**** Supplied passage ****
In aspects, the present disclosure provides communication links and telemetry systems that provide communication even during such interruptions.
In aspects, the present disclosure provides a system for performing a wellbore operation while a fluid circulates in a wellbore. The system may include a string comprising at least a first tubular section and a second tubular section, each tubular section configured to be disconnected from the string; a fluid circulating system circulating fluid through at least a part of the string; a continuous circulation device comprising at least a first fluid path and a second fluid path, wherein only one of the first fluid path and the second fluid path circulate the fluid into the string at a specified time; a control device configured to select one of the first and second fluid path through which to convey the fluid into the string; at least one signal generator in hydraulic communication with the circulating fluid, the at least one signal generator configured to impart at least one pressure signal into the circulating fluid; and at least one pressure transducer in pressure communication with the circulating fluid and configured to detect the imparted at least one pressure signal. The at least one signal generator and the at least one pressure transducer form a communication link, the communication link being configured to convey information between at least two locations along a flow path of the circulating drilling fluid, irrespective whether the first fluid path or the second fluid path is selected by the control device to convey the fluid into the drill string.
In aspects, the present disclosure provides a method for performing a wellbore operation while a fluid circulates in a wellbore. The method includes conveying a string into the wellbore, the string comprising at least a first tubular section and a second tubular section, each tubular section configured to be disconnected from the string; circulating fluid through at least a part of the string using a fluid circulating system, wherein the fluid circulation system includes a continuous circulation device comprising at least a first fluid path and a second fluid path, wherein only one of the first fluid path and the second fluid path circulate the fluid into the string at a specified time; selecting one of the first and second fluid path through which to convey the fluid into the string using a control device; imparting at least one pressure signal into the circulating fluid using at least one signal generator in hydraulic communication with the circulating fluid; and detecting the imparted at least one pressure signal using at least one pressure transducer in pressure communication with the circulating fluid. The at least one signal generator and the at least one pressure transducer form a communication link, the communication link being configured to convey information between at least two locations along a flow path of the circulating drilling fluid, irrespective whether the first fluid path or the second fluid path is selected by the control device to convey the fluid into the drill string.
Examples of certain features of the disclosure have been summarized in order that the detailed description thereof that follows may be better understood and in order that the contributions they represent to the art may be appreciated. There are, of course, additional features of the disclosure that will be described hereinafter and which will form the subject of the claims appended hereto.
**** Provided information ****
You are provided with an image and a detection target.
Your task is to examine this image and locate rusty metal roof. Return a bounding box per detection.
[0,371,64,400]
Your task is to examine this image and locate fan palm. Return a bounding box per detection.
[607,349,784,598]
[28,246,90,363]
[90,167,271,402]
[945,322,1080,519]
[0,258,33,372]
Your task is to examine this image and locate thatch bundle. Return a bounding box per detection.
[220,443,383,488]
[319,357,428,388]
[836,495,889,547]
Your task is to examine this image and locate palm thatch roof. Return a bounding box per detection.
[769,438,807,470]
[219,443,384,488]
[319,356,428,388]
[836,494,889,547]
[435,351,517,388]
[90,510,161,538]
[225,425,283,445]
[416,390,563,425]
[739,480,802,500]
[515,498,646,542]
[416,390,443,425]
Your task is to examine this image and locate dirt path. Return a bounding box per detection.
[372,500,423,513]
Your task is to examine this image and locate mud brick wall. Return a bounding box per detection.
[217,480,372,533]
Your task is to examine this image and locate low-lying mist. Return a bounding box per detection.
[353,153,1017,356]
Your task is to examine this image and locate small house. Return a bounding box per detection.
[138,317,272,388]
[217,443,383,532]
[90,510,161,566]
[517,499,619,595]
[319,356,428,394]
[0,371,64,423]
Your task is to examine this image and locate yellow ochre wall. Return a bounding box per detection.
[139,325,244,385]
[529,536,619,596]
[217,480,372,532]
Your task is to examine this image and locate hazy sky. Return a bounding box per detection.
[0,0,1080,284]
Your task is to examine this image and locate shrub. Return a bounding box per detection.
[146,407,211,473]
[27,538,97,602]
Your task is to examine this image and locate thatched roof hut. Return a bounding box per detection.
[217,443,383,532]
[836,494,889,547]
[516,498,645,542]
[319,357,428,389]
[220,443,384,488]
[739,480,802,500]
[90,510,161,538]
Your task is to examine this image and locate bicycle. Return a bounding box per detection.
****
[Complete the following]:
- A) According to the patent excerpt, what do the signal generator and the pressure transducer together form?
- B) Quote the patent excerpt between "Examples of certain" and "claims appended hereto.", inclusive.

[Results]:
- A) A communication link.

- B)
Examples of certain features of the disclosure have been summarized in order that the detailed description thereof that follows may be better understood and in order that the contributions they represent to the art may be appreciated. There are, of course, additional features of the disclosure that will be described hereinafter and which will form the subject of the claims appended hereto.